◆ Provided information ◆
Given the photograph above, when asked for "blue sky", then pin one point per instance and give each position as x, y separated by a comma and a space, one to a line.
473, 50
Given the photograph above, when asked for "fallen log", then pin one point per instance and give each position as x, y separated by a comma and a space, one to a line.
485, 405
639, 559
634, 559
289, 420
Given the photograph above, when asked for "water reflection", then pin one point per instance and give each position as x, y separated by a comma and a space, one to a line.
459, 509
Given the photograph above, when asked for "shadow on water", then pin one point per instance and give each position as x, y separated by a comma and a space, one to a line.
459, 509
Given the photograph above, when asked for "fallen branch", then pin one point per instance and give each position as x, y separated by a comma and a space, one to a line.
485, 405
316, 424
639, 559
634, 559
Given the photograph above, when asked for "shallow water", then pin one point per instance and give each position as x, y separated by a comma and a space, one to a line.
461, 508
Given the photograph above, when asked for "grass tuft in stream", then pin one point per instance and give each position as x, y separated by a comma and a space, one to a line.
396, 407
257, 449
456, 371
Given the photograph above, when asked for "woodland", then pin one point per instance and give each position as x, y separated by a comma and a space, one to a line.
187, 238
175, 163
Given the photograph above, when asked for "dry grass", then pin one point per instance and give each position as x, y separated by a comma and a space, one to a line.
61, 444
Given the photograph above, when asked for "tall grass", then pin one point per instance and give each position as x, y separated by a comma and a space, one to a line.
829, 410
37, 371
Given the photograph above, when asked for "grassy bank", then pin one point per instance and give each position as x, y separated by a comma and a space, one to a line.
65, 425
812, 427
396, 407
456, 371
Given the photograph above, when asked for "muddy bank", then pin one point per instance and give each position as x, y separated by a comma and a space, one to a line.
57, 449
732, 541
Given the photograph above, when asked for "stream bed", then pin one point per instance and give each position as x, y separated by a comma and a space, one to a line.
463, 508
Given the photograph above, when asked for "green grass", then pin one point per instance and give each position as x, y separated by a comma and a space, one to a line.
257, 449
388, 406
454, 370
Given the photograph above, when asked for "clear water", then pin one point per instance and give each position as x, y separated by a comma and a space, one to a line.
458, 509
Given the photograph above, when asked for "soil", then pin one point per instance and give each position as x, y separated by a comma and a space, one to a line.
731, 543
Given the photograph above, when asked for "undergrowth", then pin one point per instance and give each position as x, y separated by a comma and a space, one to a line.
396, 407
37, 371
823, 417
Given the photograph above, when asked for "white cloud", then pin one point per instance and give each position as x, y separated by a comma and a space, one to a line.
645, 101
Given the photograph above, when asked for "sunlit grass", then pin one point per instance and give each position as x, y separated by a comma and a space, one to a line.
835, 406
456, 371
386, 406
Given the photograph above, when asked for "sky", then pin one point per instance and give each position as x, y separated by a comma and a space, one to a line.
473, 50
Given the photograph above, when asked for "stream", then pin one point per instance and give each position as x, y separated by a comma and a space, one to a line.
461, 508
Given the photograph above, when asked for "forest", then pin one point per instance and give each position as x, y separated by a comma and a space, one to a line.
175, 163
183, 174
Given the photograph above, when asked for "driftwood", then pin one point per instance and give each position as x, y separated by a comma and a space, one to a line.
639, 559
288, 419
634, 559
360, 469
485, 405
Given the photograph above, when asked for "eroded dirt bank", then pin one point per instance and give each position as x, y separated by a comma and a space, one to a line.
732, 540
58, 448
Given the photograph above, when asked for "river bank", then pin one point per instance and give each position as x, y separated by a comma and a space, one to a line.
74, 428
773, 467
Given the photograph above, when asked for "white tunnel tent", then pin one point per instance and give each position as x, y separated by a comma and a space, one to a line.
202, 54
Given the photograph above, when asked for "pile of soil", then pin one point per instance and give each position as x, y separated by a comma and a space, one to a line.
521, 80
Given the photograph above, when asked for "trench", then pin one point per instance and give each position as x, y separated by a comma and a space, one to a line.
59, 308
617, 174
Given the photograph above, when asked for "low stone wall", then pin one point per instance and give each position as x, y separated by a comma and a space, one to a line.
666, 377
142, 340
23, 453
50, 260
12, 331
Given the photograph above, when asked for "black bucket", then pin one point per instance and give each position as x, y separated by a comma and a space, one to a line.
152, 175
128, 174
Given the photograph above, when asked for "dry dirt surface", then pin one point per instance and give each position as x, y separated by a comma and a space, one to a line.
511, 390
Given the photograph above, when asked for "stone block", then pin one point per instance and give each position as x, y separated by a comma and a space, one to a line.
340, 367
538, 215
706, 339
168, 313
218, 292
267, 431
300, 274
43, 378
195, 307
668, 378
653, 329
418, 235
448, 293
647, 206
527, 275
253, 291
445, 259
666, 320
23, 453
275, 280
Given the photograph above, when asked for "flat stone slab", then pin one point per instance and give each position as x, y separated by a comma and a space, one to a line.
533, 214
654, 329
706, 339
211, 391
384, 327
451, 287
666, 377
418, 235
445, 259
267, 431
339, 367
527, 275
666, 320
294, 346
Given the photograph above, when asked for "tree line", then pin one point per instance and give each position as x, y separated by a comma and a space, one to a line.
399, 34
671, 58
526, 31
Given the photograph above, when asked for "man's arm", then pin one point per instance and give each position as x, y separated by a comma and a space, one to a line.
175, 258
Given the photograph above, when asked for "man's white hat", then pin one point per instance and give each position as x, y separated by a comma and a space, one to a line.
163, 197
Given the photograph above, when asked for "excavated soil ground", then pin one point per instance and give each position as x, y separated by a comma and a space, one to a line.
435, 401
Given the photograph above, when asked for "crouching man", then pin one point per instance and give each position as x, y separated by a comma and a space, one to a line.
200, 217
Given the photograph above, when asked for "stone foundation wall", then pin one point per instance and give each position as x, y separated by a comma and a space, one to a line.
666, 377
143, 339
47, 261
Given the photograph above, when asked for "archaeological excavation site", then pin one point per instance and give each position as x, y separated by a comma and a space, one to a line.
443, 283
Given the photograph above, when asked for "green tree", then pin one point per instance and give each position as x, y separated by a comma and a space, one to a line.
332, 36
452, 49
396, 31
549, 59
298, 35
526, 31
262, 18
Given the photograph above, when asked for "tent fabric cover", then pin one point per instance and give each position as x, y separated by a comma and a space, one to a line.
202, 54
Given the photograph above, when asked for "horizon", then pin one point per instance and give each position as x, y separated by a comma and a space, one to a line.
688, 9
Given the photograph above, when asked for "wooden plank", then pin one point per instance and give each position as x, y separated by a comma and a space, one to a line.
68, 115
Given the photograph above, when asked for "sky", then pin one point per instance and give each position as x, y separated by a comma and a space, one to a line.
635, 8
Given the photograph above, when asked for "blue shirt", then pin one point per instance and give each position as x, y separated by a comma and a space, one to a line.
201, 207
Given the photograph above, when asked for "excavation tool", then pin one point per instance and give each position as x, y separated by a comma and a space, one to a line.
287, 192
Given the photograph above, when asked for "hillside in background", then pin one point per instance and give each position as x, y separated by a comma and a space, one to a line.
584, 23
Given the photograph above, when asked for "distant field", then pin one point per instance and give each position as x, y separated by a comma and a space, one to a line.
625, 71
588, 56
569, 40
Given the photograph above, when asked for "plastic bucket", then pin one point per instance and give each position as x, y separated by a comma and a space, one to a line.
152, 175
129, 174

◆ Exercise directions ◆
Pick out every line in the data above that contains the word "stream", and copy each one.

◆ Written response ◆
Given the photograph above, when asked for "grass tuft in stream", then pin one point per instance and give each position as x, y separated by a comma and a space, one to a line.
Given the photograph above, when asked for "stream bed", then pin one point per instance and give each position as x, y separated by a comma and a space, one to a line.
Given the photograph above, when asked for "stream", then pin one point per instance and give each position as x, y separated by a comma and a space, one to a line.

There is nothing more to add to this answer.